(Records from a data source)
+---+

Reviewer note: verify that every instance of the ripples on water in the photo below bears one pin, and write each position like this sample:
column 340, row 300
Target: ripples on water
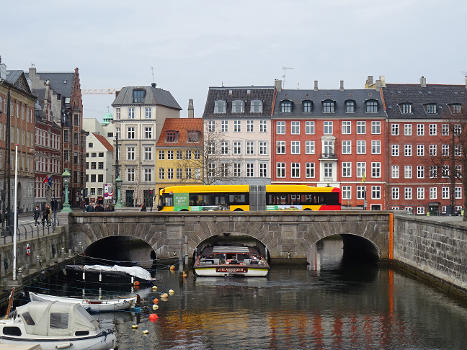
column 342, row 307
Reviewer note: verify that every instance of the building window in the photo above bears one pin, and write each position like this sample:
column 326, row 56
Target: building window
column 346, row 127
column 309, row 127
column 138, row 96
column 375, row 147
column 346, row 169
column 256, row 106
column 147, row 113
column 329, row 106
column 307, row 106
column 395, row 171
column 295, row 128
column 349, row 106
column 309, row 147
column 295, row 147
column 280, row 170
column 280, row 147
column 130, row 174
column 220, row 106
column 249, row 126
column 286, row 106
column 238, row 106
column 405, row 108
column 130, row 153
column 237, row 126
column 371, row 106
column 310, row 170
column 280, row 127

+---+

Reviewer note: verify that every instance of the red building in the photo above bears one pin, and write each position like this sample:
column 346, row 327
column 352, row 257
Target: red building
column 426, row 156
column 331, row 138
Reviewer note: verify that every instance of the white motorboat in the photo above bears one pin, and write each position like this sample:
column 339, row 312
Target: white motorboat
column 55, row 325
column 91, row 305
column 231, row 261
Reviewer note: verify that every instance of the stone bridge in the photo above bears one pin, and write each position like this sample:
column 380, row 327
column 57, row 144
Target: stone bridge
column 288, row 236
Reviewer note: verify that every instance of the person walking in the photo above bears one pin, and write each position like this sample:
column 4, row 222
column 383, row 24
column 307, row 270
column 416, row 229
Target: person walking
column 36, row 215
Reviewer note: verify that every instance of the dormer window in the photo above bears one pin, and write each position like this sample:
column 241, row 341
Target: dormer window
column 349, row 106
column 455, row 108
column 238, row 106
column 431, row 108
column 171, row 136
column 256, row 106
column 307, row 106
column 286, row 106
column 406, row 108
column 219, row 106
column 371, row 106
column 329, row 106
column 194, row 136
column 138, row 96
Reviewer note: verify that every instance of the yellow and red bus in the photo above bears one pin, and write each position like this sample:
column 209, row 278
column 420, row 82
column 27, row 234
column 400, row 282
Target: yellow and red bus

+---+

Rewrite the part of the data that opens with the line containing "Reviewer note: verify that every instance of the red" and closes with the line containing "column 36, row 215". Replace "Target" with "Object" and leave everything else unchanged.

Reviewer note: verify that every instance of the red building in the photo above bears one pin, and write each position like this sample:
column 346, row 327
column 352, row 257
Object: red building
column 426, row 156
column 331, row 138
Reviewer note: verify that every instance of the white motorboat in the photo above bears one pin, and write each position like this sample:
column 339, row 312
Object: white motorboat
column 55, row 325
column 91, row 305
column 231, row 261
Reviewer note: verify that every instance of the stone bridge in the photo above bears one pin, and write each position like this sample:
column 380, row 327
column 57, row 144
Object: stone bridge
column 288, row 236
Reviewer note: verify that every instance of the person walking in the photo above bears one pin, and write each position like this sample:
column 4, row 222
column 383, row 24
column 307, row 270
column 416, row 229
Object: person walking
column 36, row 215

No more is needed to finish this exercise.